EXERCISE DIRECTIONS: Please reproduce all the entries below with every "rough mask" renamed to "coarse mask", changing nothing else. Leave the pictures out.

EXCERPTED DATA:
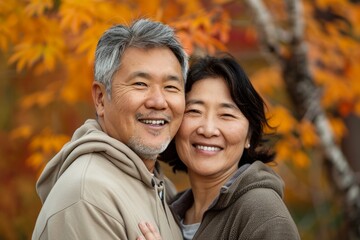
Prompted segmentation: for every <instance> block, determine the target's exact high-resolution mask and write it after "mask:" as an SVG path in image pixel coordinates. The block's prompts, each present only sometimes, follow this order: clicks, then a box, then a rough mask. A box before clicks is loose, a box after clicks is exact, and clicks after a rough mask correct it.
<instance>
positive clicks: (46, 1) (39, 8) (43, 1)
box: [25, 0, 53, 16]
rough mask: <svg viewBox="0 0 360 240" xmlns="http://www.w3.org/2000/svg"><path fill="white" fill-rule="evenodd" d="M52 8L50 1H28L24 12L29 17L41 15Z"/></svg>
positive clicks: (37, 0)
mask: <svg viewBox="0 0 360 240" xmlns="http://www.w3.org/2000/svg"><path fill="white" fill-rule="evenodd" d="M52 6H53V1H52V0H30V1H29V2H28V4H27V5H26V7H25V12H26V13H27V14H29V15H30V16H32V15H41V14H43V13H44V11H45V10H47V9H51V8H52Z"/></svg>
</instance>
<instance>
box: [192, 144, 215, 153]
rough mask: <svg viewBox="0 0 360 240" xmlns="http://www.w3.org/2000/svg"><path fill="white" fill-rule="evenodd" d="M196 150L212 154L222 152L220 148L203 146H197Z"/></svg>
mask: <svg viewBox="0 0 360 240" xmlns="http://www.w3.org/2000/svg"><path fill="white" fill-rule="evenodd" d="M196 148H197V149H200V150H204V151H212V152H215V151H220V150H221V149H220V148H219V147H209V146H201V145H196Z"/></svg>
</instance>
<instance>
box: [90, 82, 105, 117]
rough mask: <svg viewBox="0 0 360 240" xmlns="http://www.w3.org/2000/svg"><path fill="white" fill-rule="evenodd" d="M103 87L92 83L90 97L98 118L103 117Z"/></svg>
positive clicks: (104, 100)
mask: <svg viewBox="0 0 360 240" xmlns="http://www.w3.org/2000/svg"><path fill="white" fill-rule="evenodd" d="M105 91H106V90H105V87H104V85H103V84H101V83H99V82H93V85H92V97H93V101H94V104H95V109H96V114H97V116H98V117H103V116H104V101H105V97H106V92H105Z"/></svg>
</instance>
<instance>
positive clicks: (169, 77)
mask: <svg viewBox="0 0 360 240" xmlns="http://www.w3.org/2000/svg"><path fill="white" fill-rule="evenodd" d="M137 77H140V78H144V79H151V78H152V76H151V74H149V73H147V72H143V71H135V72H133V73H131V74H130V76H129V79H134V78H137ZM166 80H170V81H177V82H181V83H182V82H184V81H183V79H182V77H179V76H177V75H172V74H169V75H167V76H166Z"/></svg>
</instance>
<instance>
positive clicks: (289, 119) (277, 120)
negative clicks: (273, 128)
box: [269, 106, 297, 134]
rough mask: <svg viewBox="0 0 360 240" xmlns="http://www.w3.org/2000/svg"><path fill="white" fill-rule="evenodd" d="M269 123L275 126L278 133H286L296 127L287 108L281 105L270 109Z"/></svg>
mask: <svg viewBox="0 0 360 240" xmlns="http://www.w3.org/2000/svg"><path fill="white" fill-rule="evenodd" d="M269 123H270V125H271V126H273V127H276V132H277V133H279V134H288V133H290V132H291V131H293V130H294V129H295V128H296V127H297V121H296V120H295V118H293V116H292V115H291V113H290V112H289V111H288V110H287V109H285V108H284V107H281V106H277V107H274V108H273V109H271V118H270V119H269Z"/></svg>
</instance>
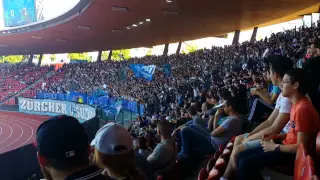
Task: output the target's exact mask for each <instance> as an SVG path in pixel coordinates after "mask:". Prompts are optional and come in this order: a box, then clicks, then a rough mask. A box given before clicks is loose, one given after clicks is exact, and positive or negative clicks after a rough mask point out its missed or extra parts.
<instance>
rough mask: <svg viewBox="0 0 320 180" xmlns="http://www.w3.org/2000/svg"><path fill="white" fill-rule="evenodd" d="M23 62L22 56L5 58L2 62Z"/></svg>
mask: <svg viewBox="0 0 320 180" xmlns="http://www.w3.org/2000/svg"><path fill="white" fill-rule="evenodd" d="M22 60H23V56H22V55H20V56H5V57H4V58H3V62H7V63H13V64H14V63H19V62H21V61H22Z"/></svg>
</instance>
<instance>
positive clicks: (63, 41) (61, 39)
mask: <svg viewBox="0 0 320 180" xmlns="http://www.w3.org/2000/svg"><path fill="white" fill-rule="evenodd" d="M57 41H58V42H66V41H67V40H65V39H57Z"/></svg>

RESPONSE:
Prompted segmentation: for every <instance> block, determine the target's exact high-resolution mask and write it after "mask:" as an SVG path in image pixel coordinates. The block's prompts, each present only sometimes, follow this order: clicks, then a box, then a coarse mask. A box before clicks is loose, a box after clicks is exact, and clicks after a coarse mask correct it.
<instance>
positive clicks: (46, 1) (39, 8) (43, 1)
box: [25, 0, 53, 16]
coarse mask: <svg viewBox="0 0 360 240" xmlns="http://www.w3.org/2000/svg"><path fill="white" fill-rule="evenodd" d="M52 8L50 1H28L24 12L29 17L41 15Z"/></svg>
positive clicks: (37, 0)
mask: <svg viewBox="0 0 360 240" xmlns="http://www.w3.org/2000/svg"><path fill="white" fill-rule="evenodd" d="M52 6H53V1H52V0H30V1H29V2H28V4H27V5H26V7H25V12H26V13H27V14H29V15H30V16H32V15H41V14H43V13H44V11H45V10H47V9H51V8H52Z"/></svg>
</instance>
<instance>
box: [192, 144, 215, 153]
coarse mask: <svg viewBox="0 0 360 240" xmlns="http://www.w3.org/2000/svg"><path fill="white" fill-rule="evenodd" d="M196 150L212 154L222 152L220 148L203 146H197Z"/></svg>
mask: <svg viewBox="0 0 360 240" xmlns="http://www.w3.org/2000/svg"><path fill="white" fill-rule="evenodd" d="M196 148H197V149H200V150H204V151H212V152H215V151H220V150H221V149H220V148H219V147H209V146H201V145H196Z"/></svg>
</instance>
<instance>
box: [90, 82, 105, 117]
coarse mask: <svg viewBox="0 0 360 240" xmlns="http://www.w3.org/2000/svg"><path fill="white" fill-rule="evenodd" d="M103 87L92 83L90 97L98 118L103 117Z"/></svg>
positive clicks: (104, 100)
mask: <svg viewBox="0 0 360 240" xmlns="http://www.w3.org/2000/svg"><path fill="white" fill-rule="evenodd" d="M105 91H106V90H105V87H104V85H103V84H101V83H99V82H93V85H92V97H93V101H94V104H95V109H96V114H97V116H98V117H103V116H104V101H105V97H106V92H105Z"/></svg>
</instance>
<instance>
positive clicks: (169, 77)
mask: <svg viewBox="0 0 360 240" xmlns="http://www.w3.org/2000/svg"><path fill="white" fill-rule="evenodd" d="M137 77H140V78H144V79H151V78H152V76H151V74H149V73H147V72H143V71H135V72H133V73H131V74H130V76H129V79H134V78H137ZM166 80H170V81H177V82H181V83H182V82H184V81H183V79H182V77H179V76H177V75H172V74H169V75H167V76H166Z"/></svg>
</instance>
<instance>
positive clicks: (289, 119) (277, 120)
negative clicks: (273, 128)
box: [269, 106, 297, 134]
coarse mask: <svg viewBox="0 0 360 240" xmlns="http://www.w3.org/2000/svg"><path fill="white" fill-rule="evenodd" d="M269 123L275 126L278 133H286L296 127L287 108L281 105L270 109Z"/></svg>
mask: <svg viewBox="0 0 360 240" xmlns="http://www.w3.org/2000/svg"><path fill="white" fill-rule="evenodd" d="M269 123H270V125H271V126H273V127H276V132H277V133H279V134H288V133H290V132H291V131H293V130H294V129H295V128H296V127H297V121H296V120H295V118H293V116H292V115H291V113H290V112H289V111H288V110H287V109H285V108H284V107H281V106H277V107H274V108H273V109H271V118H270V119H269Z"/></svg>
</instance>
Task: output the target's exact mask for each <instance> as an SVG path in pixel coordinates after "mask:". Prompts are optional and come in this order: a box, then clicks, then a coarse mask. A box given before clicks is loose, one given after clicks is exact, and positive or negative clicks after a coarse mask point out its missed or extra parts.
<instance>
coarse mask: <svg viewBox="0 0 320 180" xmlns="http://www.w3.org/2000/svg"><path fill="white" fill-rule="evenodd" d="M23 62L22 56L5 58L2 62Z"/></svg>
mask: <svg viewBox="0 0 320 180" xmlns="http://www.w3.org/2000/svg"><path fill="white" fill-rule="evenodd" d="M22 60H23V56H22V55H20V56H5V57H4V58H3V62H7V63H13V64H14V63H19V62H21V61H22Z"/></svg>
</instance>
<instance>
positive clicks: (63, 41) (61, 39)
mask: <svg viewBox="0 0 320 180" xmlns="http://www.w3.org/2000/svg"><path fill="white" fill-rule="evenodd" d="M57 41H58V42H66V41H67V40H65V39H57Z"/></svg>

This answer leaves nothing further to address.